(Work instructions) Format every line of the records below as a numbered list, omitting blank lines. Leave the pictures out of the output.

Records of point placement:
********************

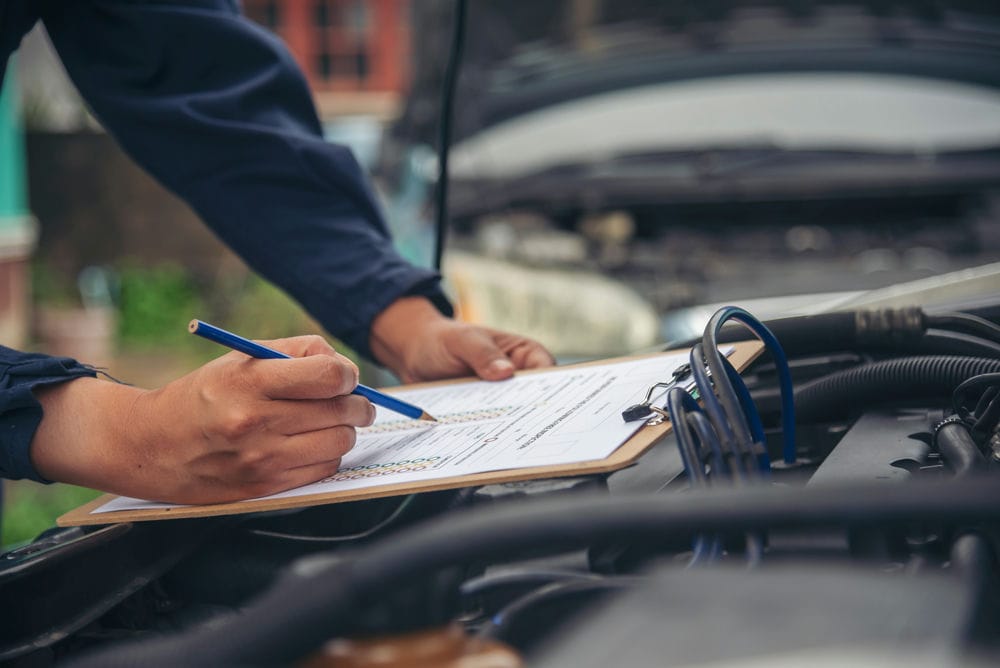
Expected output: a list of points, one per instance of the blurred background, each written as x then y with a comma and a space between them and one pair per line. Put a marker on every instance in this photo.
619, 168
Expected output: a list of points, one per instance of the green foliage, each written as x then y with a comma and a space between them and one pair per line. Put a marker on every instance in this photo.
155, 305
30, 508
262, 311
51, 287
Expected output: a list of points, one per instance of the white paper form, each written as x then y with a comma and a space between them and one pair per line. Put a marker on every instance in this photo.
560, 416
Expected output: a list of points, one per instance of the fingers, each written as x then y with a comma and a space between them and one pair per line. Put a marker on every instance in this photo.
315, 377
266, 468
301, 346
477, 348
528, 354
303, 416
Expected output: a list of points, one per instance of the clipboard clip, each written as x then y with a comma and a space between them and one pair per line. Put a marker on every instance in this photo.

********************

(Finished answer)
1. Expected output: a list of points, one per instance of the blurred background, each written as x then y with a comma and a space between them and one pair per line. Put a marker on every instance in this photo.
2. 619, 168
3. Expected output: a list of points, one per instance of the green foliage, each written as x then y with a comma and a space between them and one pair per line. Put a marker on every instance in this photo.
4. 155, 305
5. 30, 508
6. 262, 311
7. 51, 287
8. Expected output: a list of points, one per instance of the white paper form, each written as x then y with a comma and a space between them and one pair per line. Put a marker on every instance in this photo.
9. 560, 416
10. Expected output: a list of points, one per instance of the fingers, each written as x then y with a comma and a space between them and one pair per line. Put a marker on every instance in this photo.
11. 315, 377
12. 266, 468
13. 301, 346
14. 477, 348
15. 528, 354
16. 303, 416
17. Expected output: a list of points, one per instance of the clipboard clip, each written as x then y with a comma and a space between them and one pair per line. Put a marker on every instance in this photo.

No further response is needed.